→ DATA IN THIS EXERCISE
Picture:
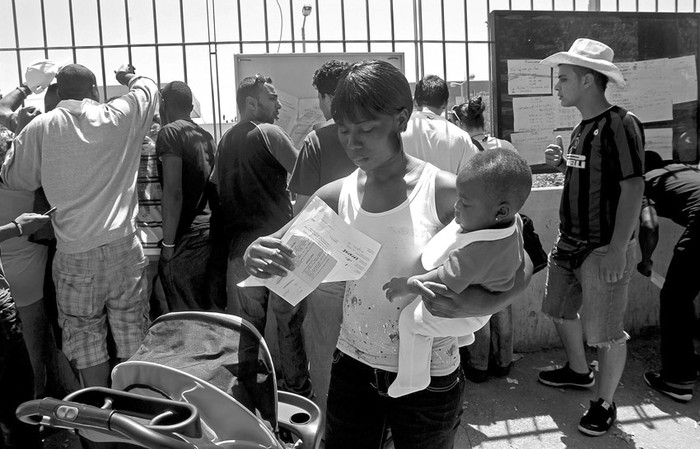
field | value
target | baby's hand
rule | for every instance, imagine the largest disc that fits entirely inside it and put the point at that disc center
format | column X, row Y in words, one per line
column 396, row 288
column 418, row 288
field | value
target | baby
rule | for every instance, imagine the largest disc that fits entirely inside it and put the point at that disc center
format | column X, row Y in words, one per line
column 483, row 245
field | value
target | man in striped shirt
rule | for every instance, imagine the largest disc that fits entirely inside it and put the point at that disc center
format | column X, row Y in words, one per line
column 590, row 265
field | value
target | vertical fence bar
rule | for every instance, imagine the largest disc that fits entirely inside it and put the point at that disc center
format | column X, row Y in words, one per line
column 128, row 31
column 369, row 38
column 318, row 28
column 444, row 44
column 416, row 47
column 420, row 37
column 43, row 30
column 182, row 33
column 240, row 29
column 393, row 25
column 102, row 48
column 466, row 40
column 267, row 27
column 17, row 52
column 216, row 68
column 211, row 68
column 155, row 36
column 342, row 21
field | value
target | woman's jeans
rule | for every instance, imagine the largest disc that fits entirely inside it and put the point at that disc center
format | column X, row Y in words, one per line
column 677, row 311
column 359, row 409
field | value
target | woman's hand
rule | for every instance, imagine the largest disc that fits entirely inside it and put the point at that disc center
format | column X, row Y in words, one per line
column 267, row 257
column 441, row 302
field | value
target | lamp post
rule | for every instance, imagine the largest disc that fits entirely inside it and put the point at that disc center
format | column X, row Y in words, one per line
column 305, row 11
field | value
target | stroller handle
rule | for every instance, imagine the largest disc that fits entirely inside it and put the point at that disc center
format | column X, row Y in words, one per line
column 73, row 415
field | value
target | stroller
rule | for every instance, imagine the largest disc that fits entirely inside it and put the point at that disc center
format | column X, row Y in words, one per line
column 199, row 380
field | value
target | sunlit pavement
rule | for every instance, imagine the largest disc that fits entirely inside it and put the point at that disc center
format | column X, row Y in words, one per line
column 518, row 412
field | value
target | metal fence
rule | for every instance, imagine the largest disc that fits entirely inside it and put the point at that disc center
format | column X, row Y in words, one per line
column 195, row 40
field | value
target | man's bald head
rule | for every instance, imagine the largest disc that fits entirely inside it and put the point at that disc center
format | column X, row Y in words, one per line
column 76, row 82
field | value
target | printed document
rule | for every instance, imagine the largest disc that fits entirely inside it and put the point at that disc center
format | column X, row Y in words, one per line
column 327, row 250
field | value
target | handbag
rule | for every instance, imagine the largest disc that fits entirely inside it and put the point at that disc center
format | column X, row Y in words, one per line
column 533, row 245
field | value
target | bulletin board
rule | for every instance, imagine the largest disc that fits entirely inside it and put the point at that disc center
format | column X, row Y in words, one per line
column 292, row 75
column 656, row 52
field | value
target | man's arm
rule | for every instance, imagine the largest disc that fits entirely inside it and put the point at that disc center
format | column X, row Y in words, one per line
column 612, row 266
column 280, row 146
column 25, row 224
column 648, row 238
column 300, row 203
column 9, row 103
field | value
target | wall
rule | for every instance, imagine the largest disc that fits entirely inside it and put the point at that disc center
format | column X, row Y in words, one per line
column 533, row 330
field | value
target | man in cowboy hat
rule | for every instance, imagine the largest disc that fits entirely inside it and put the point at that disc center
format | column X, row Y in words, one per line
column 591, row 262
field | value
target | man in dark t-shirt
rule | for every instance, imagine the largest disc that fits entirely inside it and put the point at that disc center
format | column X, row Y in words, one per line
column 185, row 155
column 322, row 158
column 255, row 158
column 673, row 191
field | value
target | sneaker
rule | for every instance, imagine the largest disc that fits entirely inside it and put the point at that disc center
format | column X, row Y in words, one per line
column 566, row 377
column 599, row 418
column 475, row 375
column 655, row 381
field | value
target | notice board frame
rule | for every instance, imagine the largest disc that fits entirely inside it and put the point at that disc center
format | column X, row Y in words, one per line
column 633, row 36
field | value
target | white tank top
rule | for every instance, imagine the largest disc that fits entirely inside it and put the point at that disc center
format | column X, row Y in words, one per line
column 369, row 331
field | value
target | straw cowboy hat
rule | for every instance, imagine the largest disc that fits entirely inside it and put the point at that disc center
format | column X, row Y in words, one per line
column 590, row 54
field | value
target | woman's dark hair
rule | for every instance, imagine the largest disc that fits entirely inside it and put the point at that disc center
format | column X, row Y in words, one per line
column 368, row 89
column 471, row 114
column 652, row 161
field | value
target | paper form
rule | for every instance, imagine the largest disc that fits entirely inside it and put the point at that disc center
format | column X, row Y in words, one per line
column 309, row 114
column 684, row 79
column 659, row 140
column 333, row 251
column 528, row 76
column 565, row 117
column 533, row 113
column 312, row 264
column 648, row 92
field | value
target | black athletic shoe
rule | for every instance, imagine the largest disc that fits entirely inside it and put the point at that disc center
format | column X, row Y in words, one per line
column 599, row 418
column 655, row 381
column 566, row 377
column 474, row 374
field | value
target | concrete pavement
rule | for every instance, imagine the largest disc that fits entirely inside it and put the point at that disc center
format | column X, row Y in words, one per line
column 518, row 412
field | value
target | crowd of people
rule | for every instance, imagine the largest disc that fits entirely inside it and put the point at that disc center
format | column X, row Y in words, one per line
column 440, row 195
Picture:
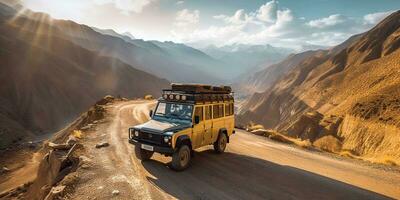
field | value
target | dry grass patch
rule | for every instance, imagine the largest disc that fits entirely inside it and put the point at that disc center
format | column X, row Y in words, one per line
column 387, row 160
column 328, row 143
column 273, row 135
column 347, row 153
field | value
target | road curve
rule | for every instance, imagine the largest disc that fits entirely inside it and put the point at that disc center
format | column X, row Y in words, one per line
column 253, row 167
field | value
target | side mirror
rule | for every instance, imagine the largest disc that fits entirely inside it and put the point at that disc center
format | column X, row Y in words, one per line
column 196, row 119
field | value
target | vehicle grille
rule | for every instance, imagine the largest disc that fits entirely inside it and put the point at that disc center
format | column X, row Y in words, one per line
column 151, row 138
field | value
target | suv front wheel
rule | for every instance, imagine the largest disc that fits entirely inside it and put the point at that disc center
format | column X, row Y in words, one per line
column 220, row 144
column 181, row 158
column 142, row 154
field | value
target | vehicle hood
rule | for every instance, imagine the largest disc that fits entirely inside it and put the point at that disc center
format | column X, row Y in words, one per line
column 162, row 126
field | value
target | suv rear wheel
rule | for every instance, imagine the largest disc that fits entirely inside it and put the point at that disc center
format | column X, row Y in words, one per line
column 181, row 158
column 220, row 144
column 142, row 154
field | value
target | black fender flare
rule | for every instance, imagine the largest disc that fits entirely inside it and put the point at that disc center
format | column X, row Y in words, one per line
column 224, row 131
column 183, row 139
---
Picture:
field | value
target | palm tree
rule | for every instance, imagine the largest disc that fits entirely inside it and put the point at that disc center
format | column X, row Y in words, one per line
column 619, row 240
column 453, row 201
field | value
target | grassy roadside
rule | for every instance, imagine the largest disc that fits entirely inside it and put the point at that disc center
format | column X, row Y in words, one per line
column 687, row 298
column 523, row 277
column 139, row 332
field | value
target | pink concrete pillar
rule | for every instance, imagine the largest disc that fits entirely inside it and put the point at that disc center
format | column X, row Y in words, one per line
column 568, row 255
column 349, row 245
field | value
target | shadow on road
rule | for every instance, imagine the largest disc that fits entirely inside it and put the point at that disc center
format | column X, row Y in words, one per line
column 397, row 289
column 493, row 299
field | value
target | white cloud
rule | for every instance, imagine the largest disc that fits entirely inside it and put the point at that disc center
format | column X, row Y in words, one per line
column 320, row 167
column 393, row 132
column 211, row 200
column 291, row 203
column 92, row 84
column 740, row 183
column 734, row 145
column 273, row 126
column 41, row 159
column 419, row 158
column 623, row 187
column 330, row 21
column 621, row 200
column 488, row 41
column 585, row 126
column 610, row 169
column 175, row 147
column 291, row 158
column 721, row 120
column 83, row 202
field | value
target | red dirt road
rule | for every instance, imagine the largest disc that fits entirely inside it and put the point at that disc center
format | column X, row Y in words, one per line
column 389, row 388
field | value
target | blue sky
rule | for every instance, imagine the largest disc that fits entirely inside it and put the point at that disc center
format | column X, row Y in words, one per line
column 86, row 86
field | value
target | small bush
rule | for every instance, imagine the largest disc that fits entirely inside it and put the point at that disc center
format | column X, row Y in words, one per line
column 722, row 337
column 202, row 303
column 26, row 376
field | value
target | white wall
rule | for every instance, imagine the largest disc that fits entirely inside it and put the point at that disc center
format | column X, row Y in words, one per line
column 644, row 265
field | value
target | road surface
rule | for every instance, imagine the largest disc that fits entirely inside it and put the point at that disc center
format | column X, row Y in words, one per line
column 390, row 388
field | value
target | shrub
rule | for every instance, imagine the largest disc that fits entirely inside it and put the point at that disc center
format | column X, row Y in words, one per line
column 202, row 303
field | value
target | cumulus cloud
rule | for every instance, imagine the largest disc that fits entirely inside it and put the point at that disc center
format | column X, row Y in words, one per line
==
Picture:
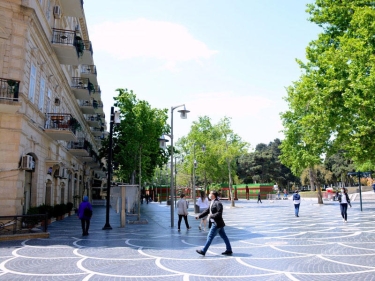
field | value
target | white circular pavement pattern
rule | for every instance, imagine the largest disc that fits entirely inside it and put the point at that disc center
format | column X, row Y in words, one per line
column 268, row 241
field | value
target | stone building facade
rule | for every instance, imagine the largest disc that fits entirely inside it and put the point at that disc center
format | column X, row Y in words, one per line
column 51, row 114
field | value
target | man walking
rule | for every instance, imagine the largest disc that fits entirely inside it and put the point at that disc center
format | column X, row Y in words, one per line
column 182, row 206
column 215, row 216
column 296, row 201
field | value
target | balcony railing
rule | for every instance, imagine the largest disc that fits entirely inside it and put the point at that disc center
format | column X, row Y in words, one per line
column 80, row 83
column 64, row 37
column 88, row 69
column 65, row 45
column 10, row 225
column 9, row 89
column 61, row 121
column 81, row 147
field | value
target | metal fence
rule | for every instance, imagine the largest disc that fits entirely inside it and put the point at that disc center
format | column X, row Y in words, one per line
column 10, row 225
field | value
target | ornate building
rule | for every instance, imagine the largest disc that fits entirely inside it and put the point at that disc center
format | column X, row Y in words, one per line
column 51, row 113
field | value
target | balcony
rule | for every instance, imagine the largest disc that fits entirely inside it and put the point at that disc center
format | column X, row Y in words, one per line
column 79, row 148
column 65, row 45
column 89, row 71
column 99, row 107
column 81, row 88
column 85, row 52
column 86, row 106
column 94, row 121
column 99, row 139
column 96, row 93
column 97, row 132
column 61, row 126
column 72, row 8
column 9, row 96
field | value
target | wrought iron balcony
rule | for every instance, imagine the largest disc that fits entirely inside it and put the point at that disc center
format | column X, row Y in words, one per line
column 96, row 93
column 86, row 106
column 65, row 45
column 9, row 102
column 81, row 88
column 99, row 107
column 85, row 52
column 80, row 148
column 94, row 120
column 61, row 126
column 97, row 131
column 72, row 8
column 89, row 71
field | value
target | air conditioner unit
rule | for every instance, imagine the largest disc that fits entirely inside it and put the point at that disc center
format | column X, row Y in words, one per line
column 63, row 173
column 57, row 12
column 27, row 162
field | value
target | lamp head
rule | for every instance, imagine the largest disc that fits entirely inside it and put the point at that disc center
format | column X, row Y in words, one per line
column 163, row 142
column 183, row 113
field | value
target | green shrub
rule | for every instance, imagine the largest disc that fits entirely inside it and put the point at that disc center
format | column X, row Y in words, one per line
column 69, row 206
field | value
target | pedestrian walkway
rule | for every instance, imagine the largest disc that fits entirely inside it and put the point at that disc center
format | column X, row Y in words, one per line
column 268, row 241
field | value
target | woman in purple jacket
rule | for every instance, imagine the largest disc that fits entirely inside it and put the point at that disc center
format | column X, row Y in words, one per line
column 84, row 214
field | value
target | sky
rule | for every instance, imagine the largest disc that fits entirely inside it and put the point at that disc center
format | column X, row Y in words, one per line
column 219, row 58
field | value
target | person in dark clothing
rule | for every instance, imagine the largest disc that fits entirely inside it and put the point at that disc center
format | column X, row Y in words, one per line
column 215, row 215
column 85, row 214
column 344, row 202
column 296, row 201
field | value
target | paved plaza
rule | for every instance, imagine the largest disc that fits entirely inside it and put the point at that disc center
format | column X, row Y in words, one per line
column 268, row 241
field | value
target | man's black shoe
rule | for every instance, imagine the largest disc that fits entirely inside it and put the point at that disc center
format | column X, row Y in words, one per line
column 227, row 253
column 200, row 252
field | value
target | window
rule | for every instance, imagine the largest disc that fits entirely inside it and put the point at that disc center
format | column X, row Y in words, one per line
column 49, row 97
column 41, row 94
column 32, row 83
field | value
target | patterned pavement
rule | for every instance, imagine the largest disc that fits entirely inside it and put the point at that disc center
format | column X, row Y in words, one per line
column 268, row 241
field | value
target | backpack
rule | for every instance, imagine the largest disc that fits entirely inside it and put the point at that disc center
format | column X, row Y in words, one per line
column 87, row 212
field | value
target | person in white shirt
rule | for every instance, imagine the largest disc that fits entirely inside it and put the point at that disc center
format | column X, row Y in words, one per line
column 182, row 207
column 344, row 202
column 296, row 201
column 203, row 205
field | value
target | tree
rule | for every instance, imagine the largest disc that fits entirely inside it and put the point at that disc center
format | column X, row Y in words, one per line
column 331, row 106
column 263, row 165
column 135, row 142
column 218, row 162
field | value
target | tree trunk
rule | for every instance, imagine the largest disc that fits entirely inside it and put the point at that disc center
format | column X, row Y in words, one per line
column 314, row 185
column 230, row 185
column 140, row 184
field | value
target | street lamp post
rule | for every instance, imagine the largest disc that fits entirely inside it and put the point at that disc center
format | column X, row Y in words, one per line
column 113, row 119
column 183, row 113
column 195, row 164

→ WHAT IS NEEDED
Only a number is required here: the count of lines in these entries that hold "lamp".

→ WRITTEN ANSWER
3